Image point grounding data
****************************************
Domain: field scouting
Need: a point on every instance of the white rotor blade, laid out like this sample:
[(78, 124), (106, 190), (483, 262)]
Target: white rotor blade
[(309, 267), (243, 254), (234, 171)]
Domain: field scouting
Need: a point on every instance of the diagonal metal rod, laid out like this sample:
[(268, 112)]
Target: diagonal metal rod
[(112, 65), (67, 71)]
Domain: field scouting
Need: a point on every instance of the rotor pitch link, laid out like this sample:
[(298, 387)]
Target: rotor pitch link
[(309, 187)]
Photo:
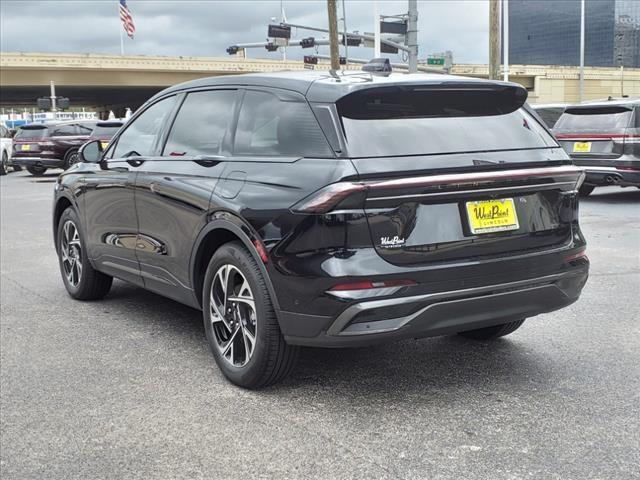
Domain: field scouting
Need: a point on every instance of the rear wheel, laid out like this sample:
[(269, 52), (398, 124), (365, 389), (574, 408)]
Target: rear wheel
[(496, 331), (240, 321), (80, 279), (585, 190), (3, 163), (36, 170)]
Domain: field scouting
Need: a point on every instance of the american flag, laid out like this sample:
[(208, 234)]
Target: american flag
[(127, 19)]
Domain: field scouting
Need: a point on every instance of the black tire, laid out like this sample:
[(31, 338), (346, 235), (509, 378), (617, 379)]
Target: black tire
[(272, 358), (36, 171), (70, 158), (585, 190), (491, 333), (91, 284), (3, 163)]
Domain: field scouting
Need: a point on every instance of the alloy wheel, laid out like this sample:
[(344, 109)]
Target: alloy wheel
[(71, 253), (233, 316)]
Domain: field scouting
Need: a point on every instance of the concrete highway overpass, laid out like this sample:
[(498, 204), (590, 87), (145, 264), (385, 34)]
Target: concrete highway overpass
[(114, 82)]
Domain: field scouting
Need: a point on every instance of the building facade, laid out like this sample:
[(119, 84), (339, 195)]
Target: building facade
[(547, 32)]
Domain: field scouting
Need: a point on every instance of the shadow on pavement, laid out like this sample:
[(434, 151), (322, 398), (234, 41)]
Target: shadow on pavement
[(442, 364), (621, 195)]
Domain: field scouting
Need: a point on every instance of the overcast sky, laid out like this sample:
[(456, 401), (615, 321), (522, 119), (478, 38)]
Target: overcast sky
[(208, 27)]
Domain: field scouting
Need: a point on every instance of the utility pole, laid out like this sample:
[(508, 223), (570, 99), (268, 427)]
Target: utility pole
[(412, 36), (53, 97), (581, 50), (505, 36), (333, 34), (494, 39), (376, 30)]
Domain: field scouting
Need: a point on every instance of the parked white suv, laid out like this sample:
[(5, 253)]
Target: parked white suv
[(6, 147)]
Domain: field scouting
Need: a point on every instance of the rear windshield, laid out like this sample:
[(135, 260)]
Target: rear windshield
[(31, 132), (603, 119), (106, 130), (392, 122)]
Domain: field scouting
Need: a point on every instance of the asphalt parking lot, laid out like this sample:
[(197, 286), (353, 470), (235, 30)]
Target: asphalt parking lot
[(127, 388)]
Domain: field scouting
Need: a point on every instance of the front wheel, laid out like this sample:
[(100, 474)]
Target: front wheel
[(36, 171), (491, 333), (80, 279), (240, 321)]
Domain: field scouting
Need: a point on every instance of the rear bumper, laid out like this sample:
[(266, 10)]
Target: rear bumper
[(37, 162), (601, 176), (435, 314)]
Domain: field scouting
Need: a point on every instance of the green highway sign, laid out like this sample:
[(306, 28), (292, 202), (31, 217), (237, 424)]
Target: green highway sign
[(435, 61)]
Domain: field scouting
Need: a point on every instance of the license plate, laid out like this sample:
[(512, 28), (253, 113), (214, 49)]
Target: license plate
[(486, 216), (582, 147)]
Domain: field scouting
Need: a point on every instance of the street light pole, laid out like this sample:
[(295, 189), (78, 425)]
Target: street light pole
[(582, 50), (333, 34), (412, 36), (494, 39)]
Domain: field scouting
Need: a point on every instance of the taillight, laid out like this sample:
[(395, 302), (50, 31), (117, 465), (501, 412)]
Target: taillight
[(327, 198)]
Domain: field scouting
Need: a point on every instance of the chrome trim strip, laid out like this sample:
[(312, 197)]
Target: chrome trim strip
[(345, 317), (397, 323), (539, 186)]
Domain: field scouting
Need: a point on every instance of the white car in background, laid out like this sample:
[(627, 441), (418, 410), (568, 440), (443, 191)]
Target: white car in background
[(6, 147)]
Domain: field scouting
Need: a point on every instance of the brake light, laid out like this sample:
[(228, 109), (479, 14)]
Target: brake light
[(371, 285)]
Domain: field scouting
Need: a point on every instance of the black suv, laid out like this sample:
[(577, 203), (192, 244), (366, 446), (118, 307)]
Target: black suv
[(328, 210), (604, 139), (39, 146)]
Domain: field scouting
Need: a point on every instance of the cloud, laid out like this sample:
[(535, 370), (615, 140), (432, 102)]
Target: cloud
[(207, 28)]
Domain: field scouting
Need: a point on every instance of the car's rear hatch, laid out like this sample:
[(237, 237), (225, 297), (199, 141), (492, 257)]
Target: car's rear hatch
[(28, 139), (457, 172), (596, 132)]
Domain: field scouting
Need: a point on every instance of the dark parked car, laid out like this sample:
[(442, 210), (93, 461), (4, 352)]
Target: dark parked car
[(104, 131), (604, 139), (331, 211), (39, 146)]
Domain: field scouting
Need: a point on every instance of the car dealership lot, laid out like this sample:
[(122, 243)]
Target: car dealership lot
[(127, 388)]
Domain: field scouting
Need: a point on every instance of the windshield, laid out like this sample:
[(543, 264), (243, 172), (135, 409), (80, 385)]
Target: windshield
[(31, 132), (431, 122), (601, 119)]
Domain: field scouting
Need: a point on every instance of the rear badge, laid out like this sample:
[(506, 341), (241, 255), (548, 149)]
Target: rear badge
[(391, 242)]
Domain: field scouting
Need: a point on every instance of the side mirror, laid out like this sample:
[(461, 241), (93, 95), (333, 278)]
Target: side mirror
[(91, 152)]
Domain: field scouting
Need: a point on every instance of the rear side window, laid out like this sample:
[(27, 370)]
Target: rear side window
[(64, 130), (393, 121), (201, 123), (270, 126), (35, 132), (141, 136), (602, 119)]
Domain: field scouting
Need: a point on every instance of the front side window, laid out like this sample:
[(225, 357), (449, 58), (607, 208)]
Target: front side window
[(141, 136), (270, 126), (201, 123)]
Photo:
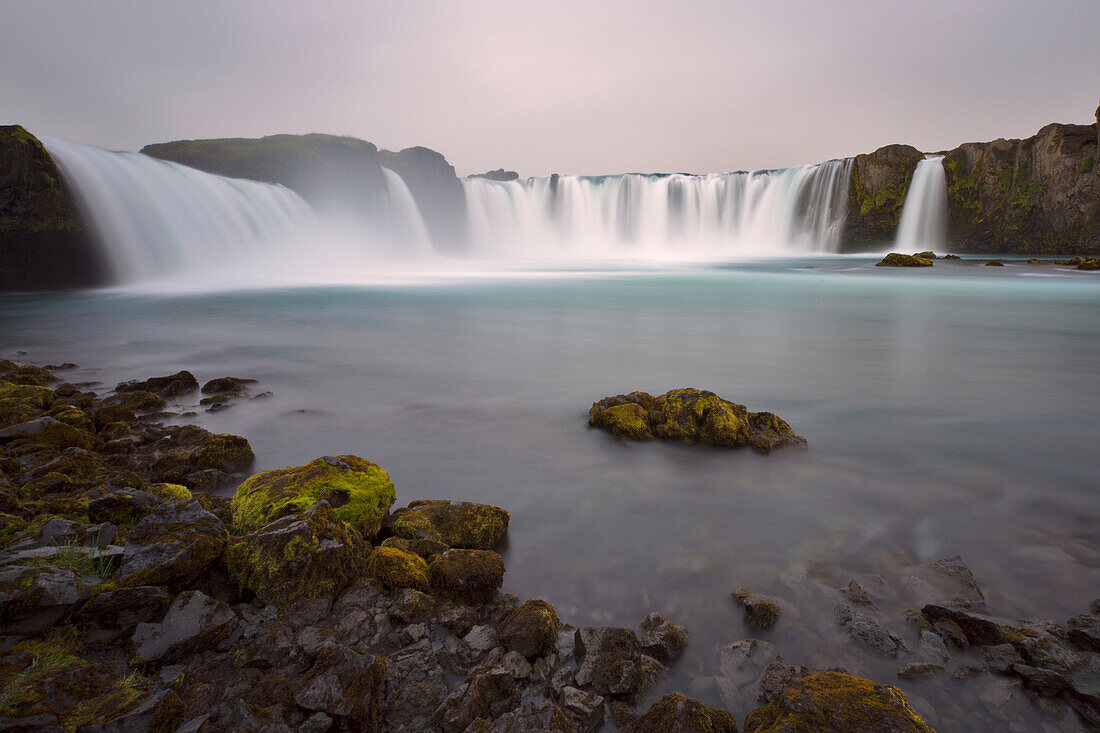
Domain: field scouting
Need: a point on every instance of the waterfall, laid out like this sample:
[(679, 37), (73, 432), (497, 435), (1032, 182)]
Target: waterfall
[(660, 217), (924, 217)]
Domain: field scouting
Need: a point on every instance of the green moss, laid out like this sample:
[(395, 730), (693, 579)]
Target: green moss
[(361, 492), (396, 568), (834, 701)]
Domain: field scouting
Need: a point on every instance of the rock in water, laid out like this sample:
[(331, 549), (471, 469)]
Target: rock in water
[(359, 491), (691, 415)]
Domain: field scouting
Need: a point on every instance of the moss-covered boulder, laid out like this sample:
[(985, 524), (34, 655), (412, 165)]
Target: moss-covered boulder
[(360, 491), (898, 260), (466, 576), (692, 415), (530, 628), (455, 524), (835, 702), (675, 713), (396, 568), (306, 555)]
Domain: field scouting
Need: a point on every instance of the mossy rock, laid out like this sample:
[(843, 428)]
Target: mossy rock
[(828, 702), (898, 260), (360, 491), (455, 524), (466, 576), (397, 568), (677, 713), (306, 555), (531, 628)]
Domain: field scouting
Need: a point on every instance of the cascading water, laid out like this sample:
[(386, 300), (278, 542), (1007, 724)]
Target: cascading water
[(660, 217), (924, 217)]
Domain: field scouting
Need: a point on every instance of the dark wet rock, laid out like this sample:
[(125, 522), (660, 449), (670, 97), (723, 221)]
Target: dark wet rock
[(531, 630), (835, 701), (455, 524), (466, 576), (347, 685), (487, 692), (691, 415), (741, 665), (172, 385), (898, 260), (675, 713), (194, 622), (33, 598), (586, 709), (1085, 632), (979, 630), (307, 555), (760, 611), (868, 631), (174, 544), (359, 491), (122, 506), (117, 613), (661, 638)]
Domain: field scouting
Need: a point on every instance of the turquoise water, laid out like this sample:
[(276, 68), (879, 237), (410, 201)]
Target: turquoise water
[(950, 411)]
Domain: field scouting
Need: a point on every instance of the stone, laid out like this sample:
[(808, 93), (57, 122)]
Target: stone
[(661, 638), (836, 701), (466, 576), (675, 713), (531, 628), (359, 491), (194, 622), (174, 544), (455, 524), (301, 556)]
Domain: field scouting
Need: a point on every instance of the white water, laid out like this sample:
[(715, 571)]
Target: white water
[(924, 217), (660, 218)]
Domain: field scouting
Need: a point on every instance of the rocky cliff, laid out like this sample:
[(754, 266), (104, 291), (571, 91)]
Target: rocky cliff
[(42, 239)]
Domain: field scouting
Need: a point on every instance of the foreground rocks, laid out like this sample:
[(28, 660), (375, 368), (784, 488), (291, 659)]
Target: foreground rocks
[(691, 415)]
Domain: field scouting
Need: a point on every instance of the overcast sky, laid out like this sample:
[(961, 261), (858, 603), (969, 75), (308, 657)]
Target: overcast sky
[(598, 86)]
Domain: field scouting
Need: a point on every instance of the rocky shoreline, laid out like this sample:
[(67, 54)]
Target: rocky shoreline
****************************************
Could you repeat, exactly, only the lines above starting at the one that has "Target: side mirror" and stopping after the one that has "[(985, 524), (34, 655), (412, 165)]", without the pictures?

Target: side mirror
[(91, 152)]
Domain: field scouting
Need: a point on every instance of the rear side window, laid out like this sample:
[(27, 370)]
Target: rear side window
[(64, 130), (393, 121), (201, 123), (270, 126), (35, 132), (141, 136), (602, 119)]
Domain: field scouting
Need: a point on every instance of the front side window, laid out like this sample:
[(225, 357), (449, 58), (607, 208)]
Target: front side window
[(141, 136), (270, 126), (201, 123)]
Photo:
Domain: field scouting
Need: a point on every instance of the waterfall, laid out like this sample:
[(679, 37), (73, 432), (497, 435), (1032, 182)]
Target: waterfall
[(660, 217), (924, 217)]
Domain: field scouting
Need: a point on every instance of the green moss, laid out like this sample:
[(395, 730), (693, 579)]
Target: green moss
[(361, 492), (396, 568), (834, 701)]
Domain: field scouting
Need: a point on every instance of the rock in water, laid out like this sample:
[(331, 549), (471, 469)]
Target: rock in water
[(359, 491), (691, 415)]
Domain: field scouting
Need: a point on every instance of the moss-covered boulder, laid out like this sample:
[(985, 524), (34, 655), (412, 165)]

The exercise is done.